--- Exercise inputs Enclosed Below ---

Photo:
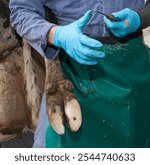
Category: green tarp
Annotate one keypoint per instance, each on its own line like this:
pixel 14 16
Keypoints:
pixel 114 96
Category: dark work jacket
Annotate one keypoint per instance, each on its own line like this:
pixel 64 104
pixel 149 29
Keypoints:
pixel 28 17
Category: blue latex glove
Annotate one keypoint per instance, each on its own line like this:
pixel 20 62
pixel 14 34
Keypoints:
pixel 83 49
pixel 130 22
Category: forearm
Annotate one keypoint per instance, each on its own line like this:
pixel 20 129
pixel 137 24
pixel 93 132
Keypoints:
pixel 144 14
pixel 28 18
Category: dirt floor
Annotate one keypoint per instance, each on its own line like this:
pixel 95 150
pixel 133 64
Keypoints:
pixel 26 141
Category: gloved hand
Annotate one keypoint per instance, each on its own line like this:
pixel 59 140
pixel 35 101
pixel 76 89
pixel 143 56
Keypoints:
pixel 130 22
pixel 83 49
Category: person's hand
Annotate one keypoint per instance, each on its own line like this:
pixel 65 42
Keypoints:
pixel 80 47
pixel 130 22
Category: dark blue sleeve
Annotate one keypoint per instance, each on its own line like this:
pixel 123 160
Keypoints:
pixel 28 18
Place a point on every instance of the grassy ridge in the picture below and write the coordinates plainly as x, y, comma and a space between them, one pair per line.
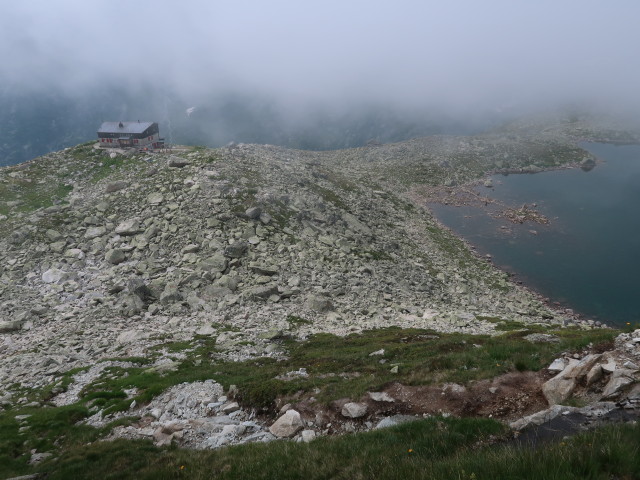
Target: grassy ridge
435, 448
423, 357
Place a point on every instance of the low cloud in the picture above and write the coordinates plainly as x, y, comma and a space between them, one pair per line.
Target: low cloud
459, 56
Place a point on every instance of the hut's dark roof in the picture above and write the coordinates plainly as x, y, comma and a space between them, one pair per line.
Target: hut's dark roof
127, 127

--- End of Enclosed Exercise inputs ---
--- Exercise inputs Enclosed Below ---

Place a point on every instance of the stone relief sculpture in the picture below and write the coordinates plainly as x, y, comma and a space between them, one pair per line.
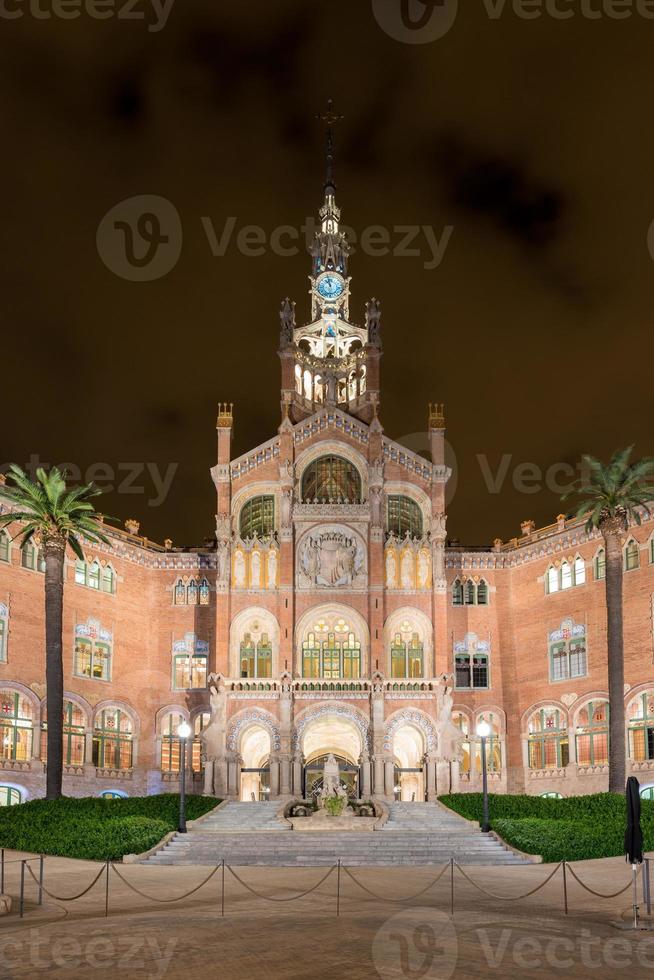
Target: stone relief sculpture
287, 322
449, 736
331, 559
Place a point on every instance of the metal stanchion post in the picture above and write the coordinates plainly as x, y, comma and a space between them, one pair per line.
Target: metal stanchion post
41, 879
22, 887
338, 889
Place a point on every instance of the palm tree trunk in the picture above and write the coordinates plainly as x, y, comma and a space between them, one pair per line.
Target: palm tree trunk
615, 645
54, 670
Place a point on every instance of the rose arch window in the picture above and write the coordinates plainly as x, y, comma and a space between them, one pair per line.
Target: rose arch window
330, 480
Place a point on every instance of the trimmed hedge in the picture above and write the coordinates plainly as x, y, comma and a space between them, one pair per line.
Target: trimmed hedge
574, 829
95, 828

--- End of Enclosed Exercise inputs ---
--- Exercise inputs Enclosed Below ---

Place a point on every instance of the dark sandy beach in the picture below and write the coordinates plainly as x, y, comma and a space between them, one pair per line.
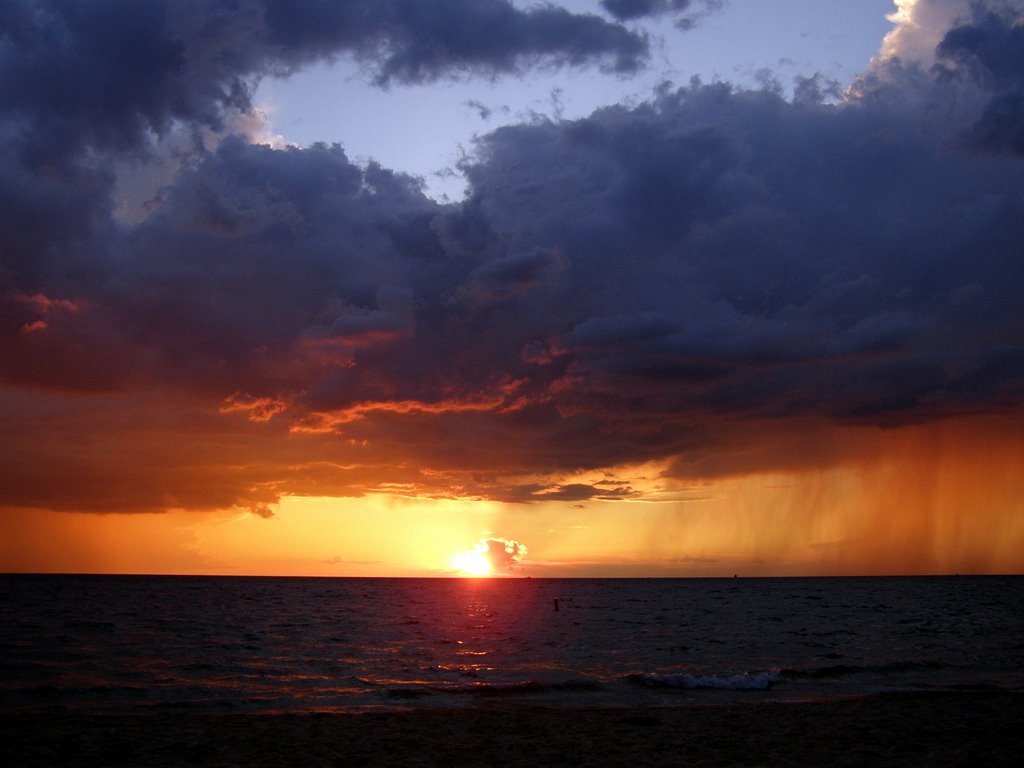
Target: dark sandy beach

--- End of Enclosed Exercise inputs ---

*Try it*: Scan the data for the string "beach" and copy each line in which it occurs.

*Task response*:
Place a point on every instance of the dark sandy beach in the picture below and write the coordinates plainly as x, y, comma and a space between them, one pair per line.
Target: dark sandy beach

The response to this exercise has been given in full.